Stated task:
All of the records below need to be copied exactly.

Records:
◆ ◆ ◆ ◆ ◆ ◆ ◆

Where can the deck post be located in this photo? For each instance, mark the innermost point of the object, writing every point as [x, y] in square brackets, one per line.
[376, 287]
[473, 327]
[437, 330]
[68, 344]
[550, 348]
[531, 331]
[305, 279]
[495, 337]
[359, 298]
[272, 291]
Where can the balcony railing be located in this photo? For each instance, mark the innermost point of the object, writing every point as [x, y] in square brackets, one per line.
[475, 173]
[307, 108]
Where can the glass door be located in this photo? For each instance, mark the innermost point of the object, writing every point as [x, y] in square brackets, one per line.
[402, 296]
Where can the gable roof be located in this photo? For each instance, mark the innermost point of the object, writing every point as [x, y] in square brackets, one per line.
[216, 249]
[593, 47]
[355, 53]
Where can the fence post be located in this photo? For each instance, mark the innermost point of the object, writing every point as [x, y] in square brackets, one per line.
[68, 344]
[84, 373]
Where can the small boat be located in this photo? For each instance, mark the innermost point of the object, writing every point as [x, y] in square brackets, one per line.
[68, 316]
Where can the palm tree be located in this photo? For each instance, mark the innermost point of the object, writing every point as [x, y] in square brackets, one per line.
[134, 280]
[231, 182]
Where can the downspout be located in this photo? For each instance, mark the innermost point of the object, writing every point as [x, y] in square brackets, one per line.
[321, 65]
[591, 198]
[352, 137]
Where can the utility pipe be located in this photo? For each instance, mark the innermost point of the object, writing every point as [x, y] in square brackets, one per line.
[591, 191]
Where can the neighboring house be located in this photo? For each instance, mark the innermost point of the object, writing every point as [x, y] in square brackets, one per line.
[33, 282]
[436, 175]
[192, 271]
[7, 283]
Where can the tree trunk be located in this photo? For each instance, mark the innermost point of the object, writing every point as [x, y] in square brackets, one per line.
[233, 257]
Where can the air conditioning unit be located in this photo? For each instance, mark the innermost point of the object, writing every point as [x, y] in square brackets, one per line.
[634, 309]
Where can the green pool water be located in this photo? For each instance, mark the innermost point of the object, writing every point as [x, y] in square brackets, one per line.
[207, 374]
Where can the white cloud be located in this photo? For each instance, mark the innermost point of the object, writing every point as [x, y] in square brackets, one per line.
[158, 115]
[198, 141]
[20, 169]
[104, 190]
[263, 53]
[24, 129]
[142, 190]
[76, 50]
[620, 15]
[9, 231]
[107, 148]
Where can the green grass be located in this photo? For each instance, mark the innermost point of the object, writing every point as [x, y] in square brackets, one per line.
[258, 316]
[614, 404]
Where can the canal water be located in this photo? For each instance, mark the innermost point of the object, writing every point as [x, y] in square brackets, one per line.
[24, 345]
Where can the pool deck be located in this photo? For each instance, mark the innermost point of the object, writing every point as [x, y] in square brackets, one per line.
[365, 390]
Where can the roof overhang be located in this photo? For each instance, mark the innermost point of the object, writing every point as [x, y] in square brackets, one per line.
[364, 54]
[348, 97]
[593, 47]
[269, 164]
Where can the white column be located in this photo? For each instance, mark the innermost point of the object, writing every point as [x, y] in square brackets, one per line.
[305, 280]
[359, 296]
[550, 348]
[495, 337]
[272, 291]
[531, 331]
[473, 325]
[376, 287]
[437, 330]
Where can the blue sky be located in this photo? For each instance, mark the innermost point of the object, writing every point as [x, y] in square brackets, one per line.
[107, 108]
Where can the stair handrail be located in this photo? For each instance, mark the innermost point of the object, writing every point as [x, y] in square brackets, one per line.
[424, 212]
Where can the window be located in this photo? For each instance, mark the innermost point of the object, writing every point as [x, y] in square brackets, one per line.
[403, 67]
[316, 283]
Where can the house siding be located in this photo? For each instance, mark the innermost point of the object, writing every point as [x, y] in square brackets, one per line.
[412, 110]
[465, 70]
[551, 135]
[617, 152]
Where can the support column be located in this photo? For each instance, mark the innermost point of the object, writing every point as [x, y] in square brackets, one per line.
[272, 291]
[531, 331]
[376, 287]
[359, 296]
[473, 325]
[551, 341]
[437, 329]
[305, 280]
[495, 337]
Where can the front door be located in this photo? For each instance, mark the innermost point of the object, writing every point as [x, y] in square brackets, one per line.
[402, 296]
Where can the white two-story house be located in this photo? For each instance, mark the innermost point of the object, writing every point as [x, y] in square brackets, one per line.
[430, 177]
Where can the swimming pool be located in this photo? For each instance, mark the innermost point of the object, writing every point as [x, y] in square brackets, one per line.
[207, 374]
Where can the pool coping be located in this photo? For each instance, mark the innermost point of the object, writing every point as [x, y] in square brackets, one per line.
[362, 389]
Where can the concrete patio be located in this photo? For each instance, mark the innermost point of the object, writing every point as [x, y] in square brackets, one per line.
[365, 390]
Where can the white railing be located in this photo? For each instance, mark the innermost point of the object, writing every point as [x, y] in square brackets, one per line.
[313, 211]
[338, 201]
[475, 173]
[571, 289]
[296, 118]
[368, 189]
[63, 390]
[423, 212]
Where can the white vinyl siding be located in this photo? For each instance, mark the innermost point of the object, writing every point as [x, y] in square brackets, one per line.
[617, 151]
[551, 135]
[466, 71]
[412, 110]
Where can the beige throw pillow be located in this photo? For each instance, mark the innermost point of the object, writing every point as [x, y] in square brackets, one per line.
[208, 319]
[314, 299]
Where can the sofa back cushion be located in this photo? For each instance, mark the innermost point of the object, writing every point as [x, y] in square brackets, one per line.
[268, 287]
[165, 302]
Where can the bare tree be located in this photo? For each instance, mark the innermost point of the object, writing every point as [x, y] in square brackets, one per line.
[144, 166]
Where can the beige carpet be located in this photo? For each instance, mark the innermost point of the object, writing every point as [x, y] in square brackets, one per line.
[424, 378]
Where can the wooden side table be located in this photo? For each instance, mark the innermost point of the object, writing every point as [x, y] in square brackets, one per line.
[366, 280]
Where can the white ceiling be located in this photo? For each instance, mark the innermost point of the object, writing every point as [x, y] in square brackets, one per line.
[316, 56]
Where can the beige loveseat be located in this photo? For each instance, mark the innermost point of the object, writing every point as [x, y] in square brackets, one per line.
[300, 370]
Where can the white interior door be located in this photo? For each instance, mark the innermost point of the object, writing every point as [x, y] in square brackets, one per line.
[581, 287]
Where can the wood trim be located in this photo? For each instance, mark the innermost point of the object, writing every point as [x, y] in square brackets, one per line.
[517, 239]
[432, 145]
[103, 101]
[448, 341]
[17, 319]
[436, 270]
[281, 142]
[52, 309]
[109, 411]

◆ ◆ ◆ ◆ ◆ ◆ ◆

Exercise answer:
Where can the deck post be located in this photo? For each instance, mark the innermost point of the object, writing every point as [x, y] in square brackets, one per line.
[376, 287]
[473, 327]
[437, 330]
[68, 344]
[550, 348]
[531, 331]
[305, 279]
[495, 337]
[359, 298]
[272, 291]
Where can the balcony railing be located in this photo? For each instance, mark the innermost point of the object, writing every point as [x, y] in square brackets, one per line.
[475, 173]
[307, 108]
Where can the glass door be located in this photo? For each instance, mark the innermost point of the object, writing every point as [x, y] in square brackets, one per line.
[402, 296]
Where can the gable roof be located in this photo? For each instance, mark the innermost point of the object, writing every point as [x, y] in square brackets, one per line.
[216, 249]
[593, 47]
[355, 53]
Where can the fence post be located in this photo? For each instance, mark the innermost point of the object, writing every point as [x, y] in square brackets, one per line.
[68, 344]
[84, 373]
Where can the small boat be located in this photo? For each instance, mark the innermost point of the object, writing every point as [x, y] in square brackets, one per line.
[68, 316]
Where can the palm tree be located in this photo? For each instance, mark the innermost point of the object, writing every point as [x, y] in square brackets, one per line.
[134, 280]
[231, 182]
Where can the downspout be located in this photo? For each instance, mark the innermost point of the object, writing every point as [x, y] in square brackets, one per line.
[321, 65]
[591, 198]
[352, 137]
Where can the utility pipe be located in this photo? For each instance, mark the innermost point of the object, writing every point as [x, y] in square brackets, one per line.
[591, 191]
Where can the neighboring house be located in this photo? For each instance, mark the innermost point of the object, writing every point as [x, y] in square brackets, one per line.
[33, 282]
[436, 175]
[192, 271]
[7, 283]
Where can the tree trunk be located in this photo? For each instance, mark the innermost point of the object, writing every point as [x, y] in square brackets, one per line.
[233, 257]
Where can the air conditioning unit be located in this photo? For each instance, mark the innermost point of the object, writing every point as [x, y] in square brackets, one per line.
[634, 309]
Where can the green pool water be located in this photo? For each instance, mark the innermost point of the object, writing every point as [x, y] in square brackets, one per line.
[207, 374]
Where can the white cloud be located in this photo? For each instance, mark the innermost point of the object, writing every point as [x, y] in square brackets, one per line.
[158, 115]
[198, 141]
[20, 169]
[104, 190]
[263, 53]
[24, 129]
[142, 190]
[76, 50]
[620, 15]
[9, 231]
[107, 148]
Where can the green grass be located in this photo? For each instance, mark the innermost point of the object, writing every point as [x, y] in square brackets, one per line.
[258, 316]
[614, 404]
Where can the canal water be located in this photo? For each instance, mark the innermost point of the object, writing every point as [x, y] in square brackets, one per line.
[24, 345]
Where can the pool deck be located in this photo? For each instance, mark the innermost point of the object, writing every point as [x, y] in square brackets, one per line.
[365, 390]
Where can the roof overhang be located in this photo? For each instance, mark the innermost point of the object, writing every point as [x, y] in square brackets, one per line.
[364, 54]
[348, 97]
[593, 47]
[269, 164]
Where can the white column be located in this photo? For each instance, mark the innermost point of the object, writing every point as [x, y] in square brackets, one per line.
[305, 280]
[359, 296]
[550, 348]
[495, 337]
[272, 291]
[531, 331]
[473, 325]
[376, 287]
[437, 330]
Where can the blue sky be located in this photo? For each instance, mark the innermost point of the object, writing every point as [x, y] in square brackets, one per line.
[107, 108]
Where can the stair handrail be located in this photo? For each instance, mark the innermost point of the object, writing every point as [x, y] in square brackets, one per line.
[424, 212]
Where can the window be located in this photo? For each instance, mark the innermost point of the object, writing every point as [x, y] in square brackets, one per line.
[403, 67]
[316, 283]
Where can the house siding be located in this photo? For each instance, mark the innermost point of the object, writing every point as [x, y] in square brackets, one per line.
[412, 110]
[465, 70]
[551, 135]
[617, 152]
Where can the support column be located in this photo? For each instance, mark the innermost point of the object, writing every point as [x, y] in square brackets, one per line.
[272, 291]
[531, 331]
[376, 287]
[359, 296]
[473, 325]
[551, 341]
[437, 329]
[305, 280]
[495, 337]
Where can the front door be located in this photo? For each instance, mark the innermost point of the object, writing every point as [x, y] in square brackets, one per line.
[402, 296]
Where can the white two-story house be located in this photo? For each instance, mark the innermost point of the object, writing every point as [x, y] in square brackets, one per line.
[430, 177]
Where can the swimming pool be located in this photo? For each instance, mark the innermost point of the object, writing every point as [x, y] in square brackets, one per line.
[207, 374]
Where can the pool coping be located in this photo? For each instance, mark the innermost point of the object, writing every point as [x, y] in square brackets, one per line.
[362, 389]
Where can the concrete patio be located in this photo? For each instance, mark the innermost point of the object, writing every point as [x, y] in square brackets, one per line.
[365, 390]
Where can the white railing be located in this photo? For each instance, mark the innermost point of the object, writing every point as [x, y] in square brackets, one per line.
[313, 211]
[338, 201]
[475, 173]
[571, 289]
[296, 118]
[368, 189]
[63, 390]
[423, 212]
Where can the white vinyl siding be located in this photo? For each instance, mark the innermost point of the object, writing every point as [x, y] in square brackets, one per line.
[617, 151]
[551, 135]
[466, 71]
[412, 110]
Where can the beige throw pillow be located in this photo? For each instance, mark the innermost point of the object, writing every point as [x, y] in square brackets, one per line.
[208, 319]
[314, 299]
Where can the sofa back cushion be located in this photo? For each instance, mark the innermost point of the object, writing every point as [x, y] in square brackets, one per line.
[268, 287]
[165, 302]
Where can the bare tree be located in this photo? For each instance, mark the innermost point of the object, writing every point as [x, y] in square brackets, one per line.
[144, 166]
Where can the beige carpet be located in this photo? For each instance, mark the innermost point of the object, writing every point as [x, y] in square brackets, one per line.
[424, 378]
Where can the wooden side table be located in this photo? For each instance, mark the innermost point of the object, writing every point as [x, y] in square brackets, one per line.
[366, 280]
Where can the white ceiling be located in this photo? For each instance, mark the innermost point of the object, writing every point as [x, y] in square brackets, one per line.
[316, 56]
Where can the beige loveseat be located in this photo? For each instance, mark the innermost point of the object, writing every point as [x, y] in square brackets, one per line.
[300, 370]
Where can the white interior door be located in this photo? For each instance, mark the innermost point of the object, writing every point as [x, y] in square brackets, one per line.
[581, 287]
Where can the wood trim be located in this photo? For each instance, mark the innermost point of the object, writing every point as [x, y] in square brackets, one per line.
[517, 239]
[432, 145]
[103, 101]
[448, 341]
[17, 319]
[436, 270]
[281, 142]
[52, 309]
[109, 411]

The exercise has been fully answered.